_Exercise aim_:
Please rewrite the records below, changing every "drawing" to "image" and keeping everything else the same. Leave the pictures out of your answer.

**** Data for this task

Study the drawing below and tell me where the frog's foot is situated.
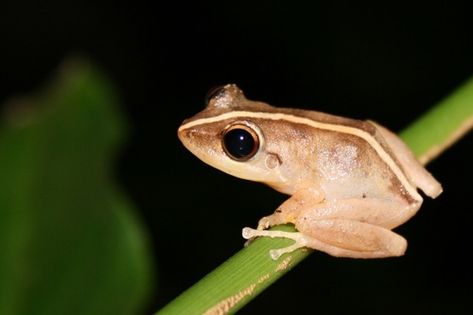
[242,227,307,260]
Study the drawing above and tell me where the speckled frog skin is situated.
[178,84,442,259]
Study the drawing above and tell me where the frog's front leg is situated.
[243,198,420,259]
[257,189,324,230]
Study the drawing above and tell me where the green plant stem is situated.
[158,78,473,314]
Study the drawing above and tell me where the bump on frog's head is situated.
[205,84,245,110]
[178,84,281,188]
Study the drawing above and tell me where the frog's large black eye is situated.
[205,85,225,105]
[222,125,260,161]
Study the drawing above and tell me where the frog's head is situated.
[178,85,294,193]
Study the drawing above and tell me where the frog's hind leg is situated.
[369,120,442,198]
[242,227,310,260]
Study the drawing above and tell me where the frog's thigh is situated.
[369,121,442,198]
[296,219,407,258]
[298,198,421,229]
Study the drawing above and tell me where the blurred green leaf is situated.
[0,61,153,315]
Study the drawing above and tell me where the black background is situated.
[0,1,473,314]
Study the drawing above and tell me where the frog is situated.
[177,84,442,260]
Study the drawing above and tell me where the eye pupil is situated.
[223,128,258,161]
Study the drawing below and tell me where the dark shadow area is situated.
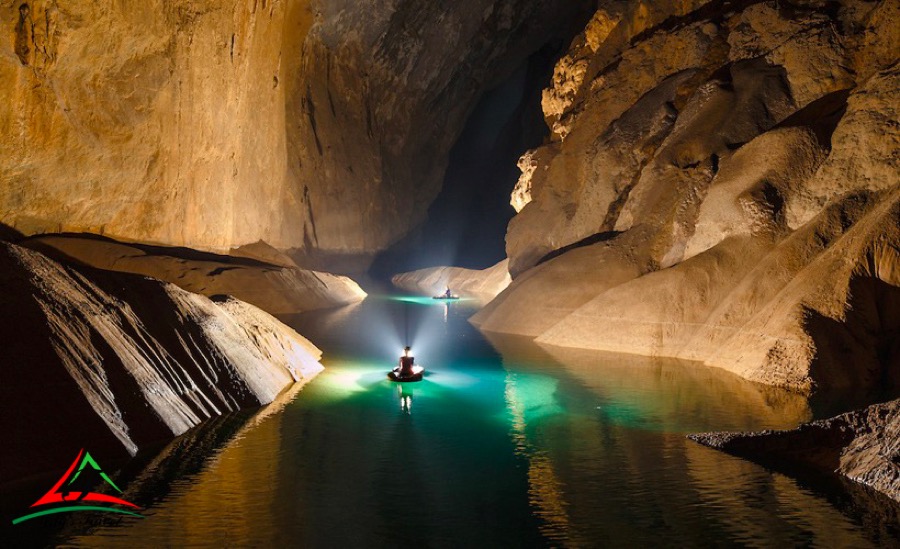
[0,223,25,243]
[0,409,259,547]
[370,41,568,278]
[21,233,282,267]
[535,231,622,265]
[806,276,900,417]
[773,89,850,149]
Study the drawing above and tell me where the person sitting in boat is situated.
[398,347,416,377]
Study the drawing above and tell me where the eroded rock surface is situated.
[472,0,900,393]
[688,400,900,501]
[0,243,322,482]
[21,235,366,314]
[391,260,512,300]
[0,0,590,254]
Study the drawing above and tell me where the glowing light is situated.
[400,395,412,414]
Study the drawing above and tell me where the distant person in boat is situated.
[399,347,416,377]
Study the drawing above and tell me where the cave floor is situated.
[14,295,900,547]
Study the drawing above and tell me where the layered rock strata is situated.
[0,0,590,254]
[472,1,900,393]
[20,235,366,314]
[391,260,512,301]
[0,243,322,482]
[688,400,900,501]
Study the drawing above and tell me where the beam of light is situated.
[316,361,390,399]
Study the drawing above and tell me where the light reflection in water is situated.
[52,298,898,547]
[504,372,570,542]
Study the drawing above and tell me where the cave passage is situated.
[370,43,562,278]
[49,295,900,547]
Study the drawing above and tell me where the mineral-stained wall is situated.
[0,0,586,253]
[473,0,900,392]
[0,241,322,483]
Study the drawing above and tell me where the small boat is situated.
[388,366,425,383]
[388,347,425,383]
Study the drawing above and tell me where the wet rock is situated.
[472,2,900,393]
[20,235,366,314]
[0,0,590,254]
[0,243,322,482]
[688,400,900,501]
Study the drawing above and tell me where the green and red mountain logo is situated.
[13,449,143,524]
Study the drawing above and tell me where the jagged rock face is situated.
[0,243,322,481]
[19,235,366,314]
[473,1,900,392]
[689,400,900,501]
[391,259,512,301]
[507,2,897,278]
[0,0,586,252]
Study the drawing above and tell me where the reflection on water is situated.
[19,297,897,547]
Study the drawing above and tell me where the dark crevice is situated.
[304,86,322,156]
[775,89,851,149]
[371,41,565,277]
[535,231,622,265]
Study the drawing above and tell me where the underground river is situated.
[17,296,897,547]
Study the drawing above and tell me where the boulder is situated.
[0,243,322,482]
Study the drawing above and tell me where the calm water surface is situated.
[38,296,897,547]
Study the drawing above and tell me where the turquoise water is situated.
[24,296,897,547]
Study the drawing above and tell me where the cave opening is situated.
[369,40,565,278]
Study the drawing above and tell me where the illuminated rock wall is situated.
[473,1,900,392]
[0,243,322,480]
[0,0,588,253]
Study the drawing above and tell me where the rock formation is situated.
[0,0,589,254]
[391,260,512,301]
[688,400,900,501]
[472,0,900,394]
[0,243,322,482]
[19,235,366,314]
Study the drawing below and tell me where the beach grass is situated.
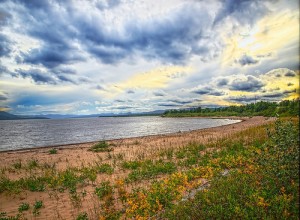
[0,118,299,219]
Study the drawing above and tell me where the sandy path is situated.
[0,117,275,219]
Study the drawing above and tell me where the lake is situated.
[0,116,240,151]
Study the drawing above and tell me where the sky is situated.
[0,0,299,115]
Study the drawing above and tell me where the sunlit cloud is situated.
[0,0,299,114]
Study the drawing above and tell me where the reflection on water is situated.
[0,117,239,151]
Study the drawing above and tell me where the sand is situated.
[0,117,275,219]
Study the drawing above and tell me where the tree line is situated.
[162,99,299,117]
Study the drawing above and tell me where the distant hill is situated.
[0,111,48,120]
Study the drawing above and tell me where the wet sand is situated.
[0,117,275,219]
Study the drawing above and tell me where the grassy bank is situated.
[0,119,299,219]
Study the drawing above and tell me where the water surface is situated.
[0,116,239,151]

********

_Task output_:
Study the image below and tell me where the frog's foot is situated.
[242,227,307,260]
Study the image above and tell me where the speckled frog skin is situated.
[178,84,442,259]
Study the image above and tell me where the frog's front leg is situated.
[243,198,420,259]
[257,189,324,230]
Study the image above and tell me where the green plant stem is situated.
[158,78,473,314]
Study the image above and tell me where the bump on frog's head is situated.
[205,84,245,110]
[178,84,281,188]
Study the image above and tell me where the frog's large black eye is situated.
[205,85,225,105]
[222,125,260,161]
Study the image above and tell me where the frog's head is situated.
[178,85,294,193]
Study the image above and tell me where the frog's hind leg is situated.
[369,120,442,198]
[242,227,310,260]
Study the image above and tell me where the frog's thigh is situated.
[369,121,442,198]
[296,219,407,258]
[298,198,421,229]
Study the image above and tell me where the blurred green leaf is situated.
[0,61,153,315]
Study the image above and tell me where the black background is situated.
[0,1,473,314]
Study the image above and tell me where the frog is situated.
[177,84,442,260]
Study the image above and tell me where the eye pupil is situated.
[223,128,258,161]
Study the image below and tell me where the dark shadow area is situated.
[0,223,25,243]
[0,409,259,547]
[370,41,568,278]
[21,233,282,267]
[535,231,622,265]
[806,276,900,417]
[773,89,850,149]
Study the image above and tell me where the person sitting in boat is situated.
[398,347,416,377]
Study the image above and tell me where the eroded rock surface is situated.
[472,0,900,393]
[688,400,900,501]
[0,243,322,482]
[21,235,366,314]
[391,260,512,300]
[0,0,590,254]
Study the image above and tell me where the glowing light is situated.
[400,395,412,414]
Study the image above and tell me where the distant person in boat is situated.
[399,347,416,377]
Study the image above and tell me where the cave floor is situated.
[14,295,900,547]
Study the image above and tell me where the layered rock strata is situated.
[0,0,590,254]
[472,1,900,393]
[20,235,366,314]
[391,260,512,301]
[0,243,322,482]
[688,400,900,501]
Study the image above and tell me where the beam of light is situated.
[316,361,390,399]
Study the image above and tell me where the light reflection in water is situated.
[52,298,898,547]
[504,372,570,542]
Study the image above and tell me where the cave passage is situated.
[370,43,562,278]
[49,295,900,547]
Study the image above and tell me where the mineral-stained wall is situated.
[0,0,586,253]
[473,0,900,392]
[0,241,322,483]
Study the image above and tell me where the small boat is situated.
[388,366,425,383]
[388,347,425,383]
Study the image above and tell me where the wet rock is situated.
[472,2,900,393]
[20,235,366,314]
[0,0,590,254]
[0,243,322,482]
[688,400,900,501]
Study the image above and tell me where the green and red mountain logo is situated.
[13,449,143,524]
Study the image above and tell me where the jagged rock face is situated.
[0,243,322,481]
[19,235,366,314]
[473,1,900,392]
[689,400,900,501]
[391,259,512,301]
[507,2,897,278]
[0,0,586,252]
Study the image above and tell me where the reflection on water is situated.
[19,297,897,547]
Study the image above and tell me where the dark crevice is situated.
[304,86,322,156]
[775,89,851,149]
[371,41,565,277]
[535,231,622,265]
Study the image above and tell me where the underground river is situated.
[17,296,897,547]
Study the image above and tell me where the boulder is situated.
[0,243,322,482]
Study the image above and tell me where the calm water surface is situated.
[38,296,897,547]
Study the image above and tell me where the turquoise water is situated.
[24,296,897,547]
Study the image above and tell me where the cave opening is situated.
[369,40,565,278]
Study the image above and tell me where the illuminated rock wall is situated.
[473,1,900,392]
[0,243,322,480]
[0,0,588,253]
Study the image above and tell me where the rock formation is situated.
[0,0,589,254]
[391,260,512,301]
[688,400,900,501]
[472,0,900,394]
[0,243,322,482]
[19,235,366,314]
Study the image below and tell me where the beach grass is situated.
[0,118,299,219]
Study the image above and tell me where the sandy path is situated.
[0,117,275,219]
Study the image above and tell me where the lake is situated.
[0,116,240,151]
Study the image above and tell me where the sky is situated.
[0,0,299,115]
Study the image above and tell me where the sunlit cloud is situated.
[0,0,299,114]
Study the image above and tell me where the reflection on water is situated.
[0,117,239,151]
Study the image above and tell me where the sand is situated.
[0,117,275,219]
Study the image above and tell me where the tree line is situated.
[162,99,299,117]
Study the image above and tell me where the distant hill is situated.
[0,111,48,120]
Study the image above and tell me where the wet sand is situated.
[0,117,275,219]
Study the image above and tell me where the grassy bank is situated.
[0,119,299,219]
Study the image above and tell me where the water surface is situated.
[0,116,239,151]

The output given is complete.